Selected text →
I would like to but I am a musician, not a filmer.

----------


## LostKiddo

what kinda music ya make ?  :smiley:

----------


## jarrhead

I have a classical background that got me started, then I started playing bass. I learned with things like Tool (progressive rock) and then started learning lots of jazz.  I now play things like Between the Buried and Me, which is a collaboration of every damn musical idea in the world.

If you don't mind growling, I reccomend you watch the entire Colors DVD on youtube. If not, just watch Sun of Nothing and Ants of The Sky. Ignore the growls, and listen to the music. Also how they put literally dozens of music styles into those songs.


Basically, here's my musical progression:

Classical
Rock/Metal
Progressive Rock
Dozens of Styles (Polka, mathcore, jazz, etc. etc. etc. all in one song)

----------


## LostKiddo

x

----------


## jarrhead

I can work with you on the music!  ::D: 

Would you like me to link you to the DVD?

----------


## LostKiddo

x

----------


## jarrhead

Alright.  

http://www.youtube.com/watch?v=iN74dEaD08A

Click related to get to parts 2-11.

Part 9 is my favorite, being a bassist and all..  :tongue2:   As well as the great transition to their last song that takes up two whole parts. It's 15 minutes long.

----------


## LostKiddo

x

----------


## jarrhead

huh? I wasn't suggesting using this DVD. I was just showing you my diversity of music styles.

----------


## LostKiddo

x

----------


## jarrhead

Sweet.  ::D:

----------


## LostKiddo

x:

----------


## jarrhead

I am looking forward. Either necro this thread if it's dead or PM me if it's not.

----------


## LostKiddo

x

----------


## jarrhead

what will the collab be about?

----------


## LostKiddo

x

----------


## Banana

wtf happened in this thread

i hate it when people do that

inb4lock

----------


## jarrhead

he deleted all his posts with xs. Miscommunication on my part and we got kinda heated. I think this project has gone straight to hell.

----------

Record list →

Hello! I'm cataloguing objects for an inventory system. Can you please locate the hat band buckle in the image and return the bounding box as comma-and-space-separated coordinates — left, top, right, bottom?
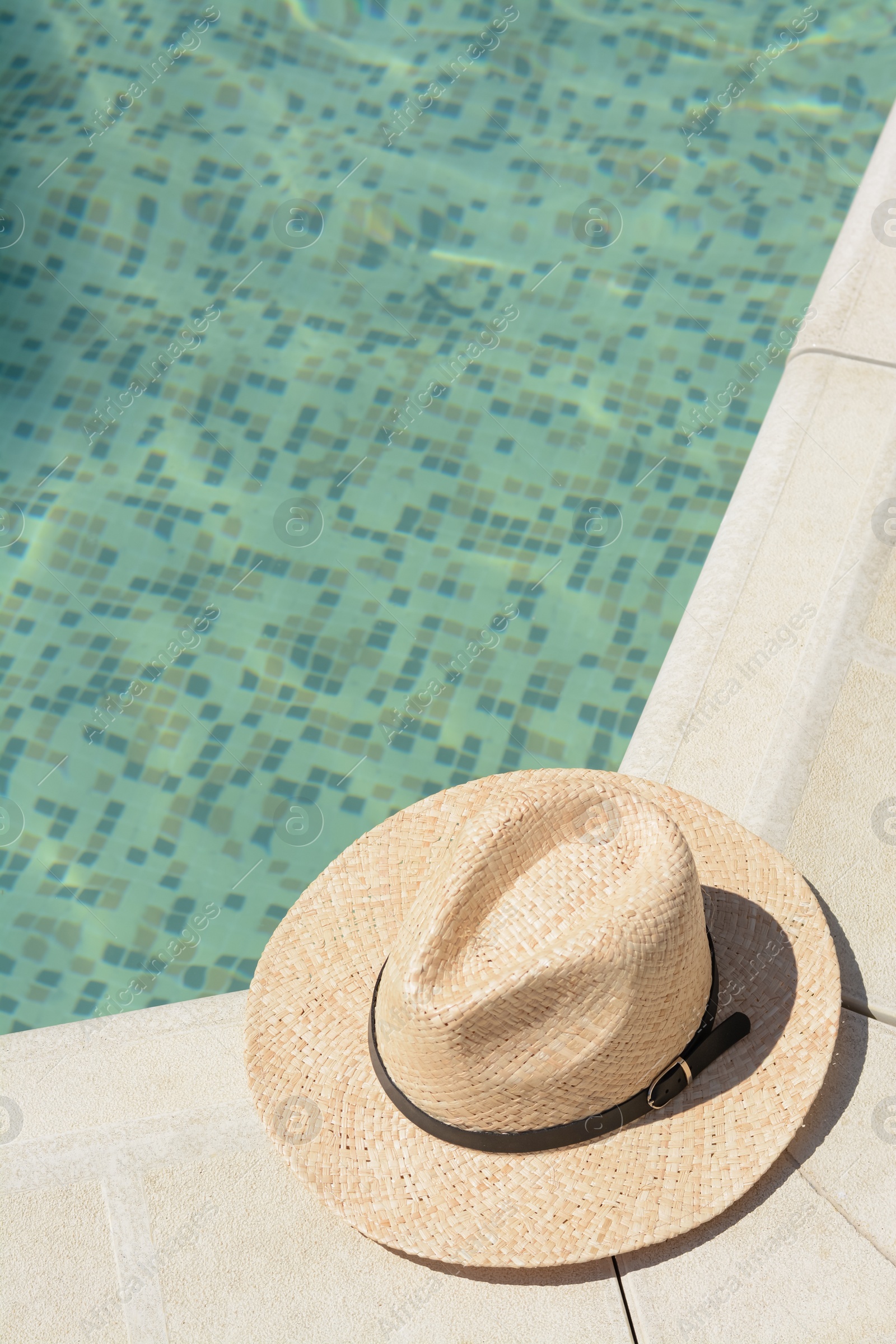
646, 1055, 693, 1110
==
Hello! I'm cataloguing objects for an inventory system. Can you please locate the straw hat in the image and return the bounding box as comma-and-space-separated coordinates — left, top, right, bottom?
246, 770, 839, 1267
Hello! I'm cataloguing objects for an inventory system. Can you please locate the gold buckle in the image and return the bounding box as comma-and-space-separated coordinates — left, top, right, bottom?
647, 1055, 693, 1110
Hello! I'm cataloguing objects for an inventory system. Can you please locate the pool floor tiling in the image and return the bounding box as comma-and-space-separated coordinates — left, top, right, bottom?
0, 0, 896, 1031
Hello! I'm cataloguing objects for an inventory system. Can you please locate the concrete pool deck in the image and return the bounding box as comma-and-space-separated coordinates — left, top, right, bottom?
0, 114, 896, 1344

Work instructions → Could you write out the forum thread again, beginning at the words "http://www.youtube.com/watch?v=iN74dEaD08A" and stopping after "15 minutes long.", with "bassist" replaced by "drummer"?

Written solution →
http://www.youtube.com/watch?v=iN74dEaD08A

Click related to get to parts 2-11.

Part 9 is my favorite, being a drummer and all..  :tongue2:   As well as the great transition to their last song that takes up two whole parts. It's 15 minutes long.